Finally, good ol' humor is incredibly powerful. Laughter really is the best medicine for a stormy mood. I personally love the old TV show Friends because I really cannot watch an episode without laughing no matter what mood I'm in. So if you are feeling frustrated, angry, or scared, try giving yourself a timeout and watching or listening to something that makes you laugh. Maybe you have a favorite comedy on DVD that you could watch, or simply look up Bill Cosby on YouTube and watch a few clips of stand-up comedy. Think about what consistently makes you laugh, and keep it on hand. I'm always amazed at how a little humorous distraction can get me out of a rut.

Here's a really short clip from Friends that brings a smile to my face. Feel free to leave a comment letting us know what makes you laugh. We could all use some fresh material to keep us chuckling!
Friends - Joey and Chandler 

Friday, July 8, 2011

Auto-Thoughts Recap

"Automatic thoughts, the ideas that just pop into your head quickly, without effort, and with little or no awareness, happen thousands of times each day. When you are upset by something, automatic thoughts run through your head telling you how to view the situation." - excerpt from Never Good Enough by Monica Ramirez Basco, Ph.D.

At our last meeting we discussed the topic of auto-thoughts and how they influence our perception of situations, and consequently, our physical and emotional reactions to those situations. Auto-thoughts play a huge role in sweating the small stuff. The problem is, they really are automatic and ingrained, and therefore difficult to change. The first step in changing a thinking error is to recognize it. The following are 3 steps we discussed that will help us change negative auto-thoughts. These steps are taken from the book, Be Happy Without Being Perfect by Alice D. Domar, Ph.D.

1) Identify Detrimental Thoughts
"Start by looking at a problem,' or something causing you stress, 'and backing up to find its root." "Pay extra-close attention to any thought that contains the absolutist words, "must," "should," "shouldn't," "always," "never," "have to," and "ought," because they often play a part in distorted thinking."

Data excerpts
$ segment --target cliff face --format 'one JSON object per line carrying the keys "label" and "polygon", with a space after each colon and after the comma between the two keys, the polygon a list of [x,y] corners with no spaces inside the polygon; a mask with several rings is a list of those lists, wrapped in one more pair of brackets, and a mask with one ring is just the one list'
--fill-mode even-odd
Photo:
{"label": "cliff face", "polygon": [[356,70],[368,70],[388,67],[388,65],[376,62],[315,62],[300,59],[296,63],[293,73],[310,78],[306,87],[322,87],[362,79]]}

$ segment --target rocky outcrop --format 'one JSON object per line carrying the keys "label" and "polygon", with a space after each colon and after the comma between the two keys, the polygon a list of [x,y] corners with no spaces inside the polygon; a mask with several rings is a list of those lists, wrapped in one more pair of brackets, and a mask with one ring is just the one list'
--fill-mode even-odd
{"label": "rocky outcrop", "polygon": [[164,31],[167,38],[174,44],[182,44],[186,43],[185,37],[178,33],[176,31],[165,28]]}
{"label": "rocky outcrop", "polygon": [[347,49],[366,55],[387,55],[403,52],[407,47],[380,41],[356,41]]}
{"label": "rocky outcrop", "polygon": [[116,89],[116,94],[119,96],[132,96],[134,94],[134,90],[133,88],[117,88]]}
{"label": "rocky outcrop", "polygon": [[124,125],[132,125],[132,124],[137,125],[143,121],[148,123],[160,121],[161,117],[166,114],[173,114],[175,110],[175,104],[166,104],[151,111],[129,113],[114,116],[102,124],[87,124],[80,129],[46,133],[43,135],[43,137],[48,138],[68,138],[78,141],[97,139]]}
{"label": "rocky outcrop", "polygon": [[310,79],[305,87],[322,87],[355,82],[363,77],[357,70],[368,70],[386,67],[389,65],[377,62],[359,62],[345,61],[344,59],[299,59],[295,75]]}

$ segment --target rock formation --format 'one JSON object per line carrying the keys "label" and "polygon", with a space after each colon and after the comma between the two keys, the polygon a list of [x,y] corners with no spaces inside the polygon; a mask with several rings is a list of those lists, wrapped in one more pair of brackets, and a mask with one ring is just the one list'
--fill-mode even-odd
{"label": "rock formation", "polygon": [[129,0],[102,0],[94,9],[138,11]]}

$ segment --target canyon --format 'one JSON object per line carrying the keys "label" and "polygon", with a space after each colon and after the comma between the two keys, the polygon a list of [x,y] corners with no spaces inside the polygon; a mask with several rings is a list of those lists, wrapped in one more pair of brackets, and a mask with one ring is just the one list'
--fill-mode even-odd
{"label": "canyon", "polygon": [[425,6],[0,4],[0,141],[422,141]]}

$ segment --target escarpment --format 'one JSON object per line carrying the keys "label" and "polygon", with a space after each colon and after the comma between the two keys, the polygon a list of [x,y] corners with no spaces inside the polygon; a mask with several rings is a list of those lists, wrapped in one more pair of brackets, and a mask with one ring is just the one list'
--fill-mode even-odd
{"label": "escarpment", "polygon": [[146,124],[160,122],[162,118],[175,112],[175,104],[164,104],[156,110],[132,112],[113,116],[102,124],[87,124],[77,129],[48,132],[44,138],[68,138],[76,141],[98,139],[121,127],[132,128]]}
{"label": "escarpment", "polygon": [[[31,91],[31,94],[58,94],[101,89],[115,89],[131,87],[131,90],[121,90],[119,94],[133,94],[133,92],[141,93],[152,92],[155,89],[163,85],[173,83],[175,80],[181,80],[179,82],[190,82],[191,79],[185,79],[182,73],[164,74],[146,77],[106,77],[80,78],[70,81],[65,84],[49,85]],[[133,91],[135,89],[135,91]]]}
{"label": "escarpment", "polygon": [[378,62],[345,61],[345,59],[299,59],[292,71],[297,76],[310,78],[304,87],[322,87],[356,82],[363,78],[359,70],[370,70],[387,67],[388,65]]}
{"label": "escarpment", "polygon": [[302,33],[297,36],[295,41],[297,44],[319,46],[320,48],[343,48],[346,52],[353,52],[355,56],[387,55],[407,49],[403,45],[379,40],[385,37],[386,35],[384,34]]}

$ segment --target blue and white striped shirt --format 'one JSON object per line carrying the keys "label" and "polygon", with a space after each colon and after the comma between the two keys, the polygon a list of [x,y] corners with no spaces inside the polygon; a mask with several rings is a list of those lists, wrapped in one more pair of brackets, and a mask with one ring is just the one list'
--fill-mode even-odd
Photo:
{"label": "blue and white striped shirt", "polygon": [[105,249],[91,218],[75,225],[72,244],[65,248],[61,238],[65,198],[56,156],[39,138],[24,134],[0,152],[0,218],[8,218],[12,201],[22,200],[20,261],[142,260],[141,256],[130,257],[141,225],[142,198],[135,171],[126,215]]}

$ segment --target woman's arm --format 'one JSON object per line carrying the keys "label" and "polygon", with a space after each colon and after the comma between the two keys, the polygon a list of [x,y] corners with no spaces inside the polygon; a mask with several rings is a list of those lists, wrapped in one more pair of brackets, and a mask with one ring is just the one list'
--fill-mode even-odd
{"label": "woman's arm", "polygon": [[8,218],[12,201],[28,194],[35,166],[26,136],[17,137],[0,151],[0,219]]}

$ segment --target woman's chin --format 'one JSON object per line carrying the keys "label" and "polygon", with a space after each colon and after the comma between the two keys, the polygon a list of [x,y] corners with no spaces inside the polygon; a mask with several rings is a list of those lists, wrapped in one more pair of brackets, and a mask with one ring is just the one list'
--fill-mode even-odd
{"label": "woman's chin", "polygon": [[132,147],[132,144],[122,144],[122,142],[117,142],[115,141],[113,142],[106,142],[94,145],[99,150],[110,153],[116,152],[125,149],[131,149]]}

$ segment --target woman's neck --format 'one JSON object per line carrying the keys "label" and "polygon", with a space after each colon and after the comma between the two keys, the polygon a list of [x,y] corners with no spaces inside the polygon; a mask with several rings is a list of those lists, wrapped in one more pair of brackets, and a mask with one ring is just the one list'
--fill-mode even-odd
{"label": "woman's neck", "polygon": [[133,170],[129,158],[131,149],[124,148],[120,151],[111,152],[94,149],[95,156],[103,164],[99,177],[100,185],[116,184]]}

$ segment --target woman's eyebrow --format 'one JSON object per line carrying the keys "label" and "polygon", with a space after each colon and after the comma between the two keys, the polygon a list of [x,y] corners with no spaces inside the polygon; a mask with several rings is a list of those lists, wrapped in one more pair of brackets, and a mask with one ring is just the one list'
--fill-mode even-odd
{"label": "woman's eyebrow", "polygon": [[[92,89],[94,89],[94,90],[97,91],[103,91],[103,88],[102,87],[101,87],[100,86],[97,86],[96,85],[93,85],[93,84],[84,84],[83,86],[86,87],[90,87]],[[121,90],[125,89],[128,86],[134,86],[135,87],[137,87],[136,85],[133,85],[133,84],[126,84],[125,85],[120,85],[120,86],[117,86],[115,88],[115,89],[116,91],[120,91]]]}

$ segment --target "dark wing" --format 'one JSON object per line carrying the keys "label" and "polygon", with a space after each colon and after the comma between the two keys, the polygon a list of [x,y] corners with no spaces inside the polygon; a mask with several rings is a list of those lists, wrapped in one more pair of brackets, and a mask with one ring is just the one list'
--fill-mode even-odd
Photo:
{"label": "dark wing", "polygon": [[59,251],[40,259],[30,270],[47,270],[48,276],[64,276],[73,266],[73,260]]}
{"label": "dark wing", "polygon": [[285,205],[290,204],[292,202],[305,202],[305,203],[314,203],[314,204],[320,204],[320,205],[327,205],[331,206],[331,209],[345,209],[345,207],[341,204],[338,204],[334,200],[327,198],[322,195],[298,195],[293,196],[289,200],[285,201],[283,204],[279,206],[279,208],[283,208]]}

ASSIGNMENT
Write the next part of the blog post on humor and automatic thoughts, starting right after its final sentence.

RESPONSE BOX
Writing down what you are thinking when you are feeling stressed can help you identify the root thought, as can asking yourself, "What is really bothering me here?" Then follow the rabbit trail back to the root of what is really bothering you. This can take some digging!

2) Challenge Your Thoughts
Look at all negative auto-thoughts you identify and demand answers to all of the questions below that are applicable.
- Is this thought really true?
- Am I jumping to conclusions?
- What is the evidence?
- Am I exaggerating or overemphasizing a negative aspect of the situation?
- Am I catastrophizing - that is, thinking of a small problem as a huge catastrophe?
- How do I know it will happen?
- So what if it happens?
-Is it really as bad as it seems?
- Is it to my advantage to maintain this appraisal?
- Is there another way to look at the situation?

3) Restructure Your Thoughts
"Examine the thought closely. Take from it any truth and push aside the distortions. Then re-create the thought in a way that causes less stress."
Example: Change the thought from "I can't sleep if there are dirty dishes in the sink." to "I prefer having the dishes done before I go to bed, but it's more important for me to sleep than to wash dishes."

I hope we are all able to identify a few of our biggest offenders. In the coming weeks we will work on tackling these together, and hopefully begin to experience some new found freedom in these areas!